Objective
Convert every line of the entries below into a Markdown table with two columns: Index for the row number and Text for the line. Leave out blank lines.

=======

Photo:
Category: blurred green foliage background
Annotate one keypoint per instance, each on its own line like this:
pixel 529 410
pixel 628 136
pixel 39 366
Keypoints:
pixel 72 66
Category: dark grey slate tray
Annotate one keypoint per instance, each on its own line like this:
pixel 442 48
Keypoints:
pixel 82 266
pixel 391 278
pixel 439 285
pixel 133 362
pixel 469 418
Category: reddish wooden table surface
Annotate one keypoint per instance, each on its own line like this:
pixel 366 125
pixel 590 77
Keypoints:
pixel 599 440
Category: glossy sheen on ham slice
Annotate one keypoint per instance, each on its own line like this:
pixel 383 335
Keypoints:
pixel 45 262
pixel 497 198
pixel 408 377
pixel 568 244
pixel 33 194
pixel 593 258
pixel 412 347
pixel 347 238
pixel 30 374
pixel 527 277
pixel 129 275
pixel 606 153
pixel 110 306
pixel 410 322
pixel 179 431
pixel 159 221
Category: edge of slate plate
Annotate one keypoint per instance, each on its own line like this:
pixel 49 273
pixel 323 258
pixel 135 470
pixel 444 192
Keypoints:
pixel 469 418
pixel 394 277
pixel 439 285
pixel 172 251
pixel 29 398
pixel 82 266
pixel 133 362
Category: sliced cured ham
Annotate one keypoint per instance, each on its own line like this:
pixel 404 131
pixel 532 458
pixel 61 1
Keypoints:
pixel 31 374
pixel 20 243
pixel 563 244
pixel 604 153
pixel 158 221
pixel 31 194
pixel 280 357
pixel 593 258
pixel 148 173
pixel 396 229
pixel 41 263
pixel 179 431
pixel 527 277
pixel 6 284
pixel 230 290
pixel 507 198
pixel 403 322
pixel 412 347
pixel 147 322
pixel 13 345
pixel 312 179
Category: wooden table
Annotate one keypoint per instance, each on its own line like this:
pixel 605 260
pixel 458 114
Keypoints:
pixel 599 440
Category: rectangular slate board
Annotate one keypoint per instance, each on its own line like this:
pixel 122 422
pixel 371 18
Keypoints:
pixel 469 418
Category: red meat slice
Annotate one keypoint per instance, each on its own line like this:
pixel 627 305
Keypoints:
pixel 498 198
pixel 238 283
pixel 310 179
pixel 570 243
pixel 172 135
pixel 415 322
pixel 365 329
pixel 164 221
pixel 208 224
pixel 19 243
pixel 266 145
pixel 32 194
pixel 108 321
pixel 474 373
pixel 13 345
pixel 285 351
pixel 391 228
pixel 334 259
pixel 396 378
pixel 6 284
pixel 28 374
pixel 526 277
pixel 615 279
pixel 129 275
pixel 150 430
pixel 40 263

=======

Result of this exercise
| Index | Text |
|---|---|
| 1 | Photo: |
| 2 | Category: blurred green foliage background |
| 3 | Annotate one keypoint per instance, each on its own line like this: |
| 4 | pixel 529 410 |
| 5 | pixel 628 136 |
| 6 | pixel 39 366 |
| 7 | Keypoints: |
| 8 | pixel 72 66 |
| 9 | Category: dark grey slate tray |
| 10 | Annotate one keypoint per instance, each on its own line like this: |
| 11 | pixel 442 48 |
| 12 | Keypoints: |
| 13 | pixel 82 266 |
| 14 | pixel 391 278 |
| 15 | pixel 439 285 |
| 16 | pixel 133 362 |
| 17 | pixel 469 418 |
| 18 | Category: reddish wooden table surface |
| 19 | Annotate one keypoint per instance, each on its own line like this: |
| 20 | pixel 366 125 |
| 21 | pixel 590 77 |
| 22 | Keypoints: |
| 23 | pixel 599 440 |
| 24 | Category: glossy sheen on ham slice |
| 25 | Annotate one keypoint per instance, each on its own line like this: |
| 26 | pixel 383 335 |
| 27 | Keypoints: |
| 28 | pixel 45 262 |
| 29 | pixel 497 198 |
| 30 | pixel 408 377 |
| 31 | pixel 568 244 |
| 32 | pixel 33 194 |
| 33 | pixel 593 258 |
| 34 | pixel 412 347 |
| 35 | pixel 347 238 |
| 36 | pixel 30 374 |
| 37 | pixel 527 277 |
| 38 | pixel 129 275 |
| 39 | pixel 606 153 |
| 40 | pixel 110 306 |
| 41 | pixel 410 322 |
| 42 | pixel 179 431 |
| 43 | pixel 159 221 |
| 44 | Category: edge of slate plate |
| 45 | Annotate one keypoint per instance, each on its own line like this: |
| 46 | pixel 49 273 |
| 47 | pixel 323 258 |
| 48 | pixel 135 470 |
| 49 | pixel 444 192 |
| 50 | Keypoints: |
| 51 | pixel 469 418 |
| 52 | pixel 394 277 |
| 53 | pixel 439 285 |
| 54 | pixel 172 251 |
| 55 | pixel 29 398 |
| 56 | pixel 82 266 |
| 57 | pixel 133 362 |
| 58 | Category: sliced cured ham |
| 59 | Annotate one keypoint per instance, each on its own line like this: |
| 60 | pixel 404 131 |
| 61 | pixel 532 458 |
| 62 | pixel 61 1 |
| 63 | Keypoints: |
| 64 | pixel 31 374 |
| 65 | pixel 20 243 |
| 66 | pixel 563 244 |
| 67 | pixel 604 153 |
| 68 | pixel 158 221 |
| 69 | pixel 31 194 |
| 70 | pixel 280 357 |
| 71 | pixel 593 258 |
| 72 | pixel 148 173 |
| 73 | pixel 396 229 |
| 74 | pixel 41 263 |
| 75 | pixel 179 431 |
| 76 | pixel 527 277 |
| 77 | pixel 6 284 |
| 78 | pixel 230 290 |
| 79 | pixel 507 198 |
| 80 | pixel 403 322 |
| 81 | pixel 412 347 |
| 82 | pixel 147 322 |
| 83 | pixel 13 345 |
| 84 | pixel 312 179 |
| 85 | Category: wooden table |
| 86 | Annotate one keypoint per instance, each on its own line like this: |
| 87 | pixel 605 260 |
| 88 | pixel 458 114 |
| 89 | Keypoints: |
| 90 | pixel 599 440 |
| 91 | Category: rectangular slate board |
| 92 | Annotate one keypoint per instance, each on its own line like this: |
| 93 | pixel 122 422 |
| 94 | pixel 371 18 |
| 95 | Keypoints: |
| 96 | pixel 469 418 |
| 97 | Category: red meat slice |
| 98 | Annotate one keypoint per instance, each on its own line like this: |
| 99 | pixel 627 305 |
| 100 | Keypoints: |
| 101 | pixel 498 198 |
| 102 | pixel 238 283 |
| 103 | pixel 310 179 |
| 104 | pixel 570 243 |
| 105 | pixel 172 135 |
| 106 | pixel 415 322 |
| 107 | pixel 365 329 |
| 108 | pixel 164 221 |
| 109 | pixel 208 224 |
| 110 | pixel 19 243 |
| 111 | pixel 266 145 |
| 112 | pixel 32 194 |
| 113 | pixel 108 321 |
| 114 | pixel 474 373 |
| 115 | pixel 13 345 |
| 116 | pixel 285 351 |
| 117 | pixel 391 228 |
| 118 | pixel 334 259 |
| 119 | pixel 396 378 |
| 120 | pixel 6 284 |
| 121 | pixel 28 374 |
| 122 | pixel 526 277 |
| 123 | pixel 615 279 |
| 124 | pixel 129 275 |
| 125 | pixel 150 430 |
| 126 | pixel 40 263 |